◆ Gegeven tekst
_ _ _
ECLI:NL:HR:2004:AR4528
Hoge Raad
- Cassatie
- A.G. Pos
- L. Monné
- P.J. van Amersfoort
- P. Lourens
- J.C. van Oven
- Rechtspraak.nl
Belastingheffing eigen woning en economische huurwaarde bij onderneming echtgenote
In deze zaak gaat het om een beroep in cassatie van belanghebbende tegen de uitspraak van het Gerechtshof te 's-Gravenhage, die betrekking heeft op een aanslag in de inkomstenbelasting/premie volksverzekeringen voor het jaar 1997. De belanghebbende had een aanslag ontvangen naar een belastbaar inkomen van ƒ 181.706, welke aanslag na bezwaar door de Inspecteur werd gehandhaafd. Het Hof verklaarde het beroep van belanghebbende gegrond en verlaagde de aanslag naar een belastbaar inkomen van ƒ 180.856. De belanghebbende ging in cassatie tegen deze uitspraak.
_ _ _
◆ Getoonde gegevens
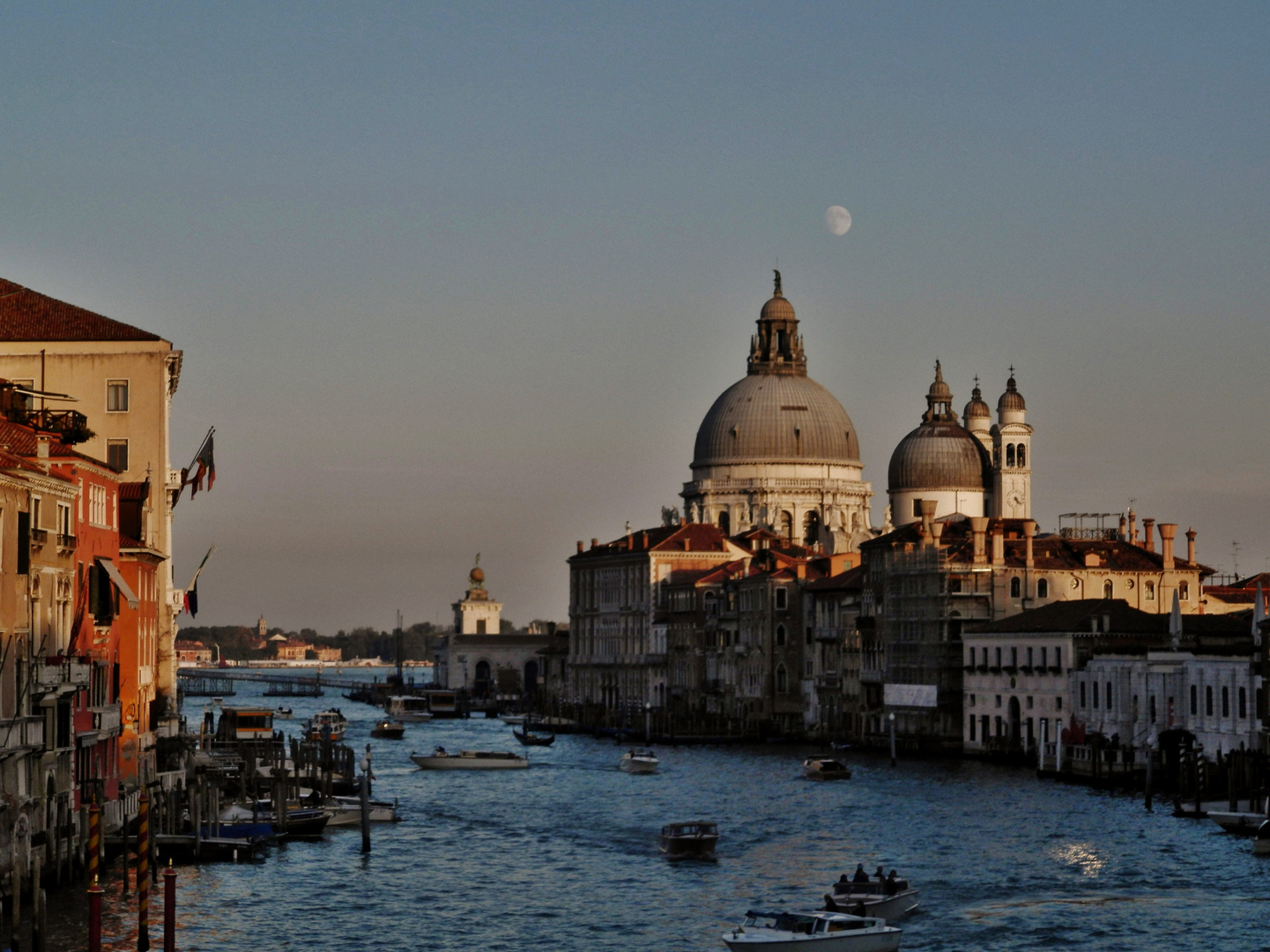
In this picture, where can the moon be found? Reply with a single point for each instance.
_ _ _
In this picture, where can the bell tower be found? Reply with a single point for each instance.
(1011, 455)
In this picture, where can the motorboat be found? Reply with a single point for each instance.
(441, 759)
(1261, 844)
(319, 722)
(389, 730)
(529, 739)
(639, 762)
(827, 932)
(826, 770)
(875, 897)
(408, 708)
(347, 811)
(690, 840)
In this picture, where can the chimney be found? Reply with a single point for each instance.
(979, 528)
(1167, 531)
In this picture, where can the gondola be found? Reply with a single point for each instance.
_ _ _
◆ Wat te doen
1 – Geef op basis van de tekst over de cassatiezaak het belastbaar inkomen waarnaar het Hof de aanslag verlaagde.
2 – Noem alle persoonsnamen die in de tekst over de cassatiezaak voorkomen.
3 – Zet de tekst over de cassatiezaak rond de aanslag inkomstenbelasting 1997 voort na de laatste zin.

◆ Antwoorden per opdracht
1 – ƒ 180.856

2 – A.G. Pos, L. Monné, P.J. van Amersfoort, P. Lourens, J.C. van Oven

3 –
De Hoge Raad oordeelt dat de kamers in de eigen woning van belanghebbende, die door zijn echtgenote voor haar onderneming (een peuterspeelgroep) werden gebruikt, niet als eigen woning in de zin van artikel 42a van de Wet op de inkomstenbelasting 1964 kunnen worden aangemerkt. De Hoge Raad stelt vast dat de kamers niet ter beschikking staan aan belanghebbende of zijn huishouden, omdat ze mede voor de onderneming van de echtgenote worden gebruikt. Dit betekent dat de vrijstelling van artikel 26, lid 1, letter b, van de Wet niet van toepassing is.
Daarnaast oordeelt de Hoge Raad dat de Inspecteur de economische huurwaarde van de kamers terecht heeft meegenomen in de inkomsten van belanghebbende. Het Hof had terecht geoordeeld dat er geen huurovereenkomst was tussen belanghebbende en zijn echtgenote, en dat de inkomsten uit de kamers volledig bij belanghebbende in aanmerking moeten worden genomen. De Hoge Raad verklaart het beroep ongegrond en bevestigt de uitspraak van het Hof.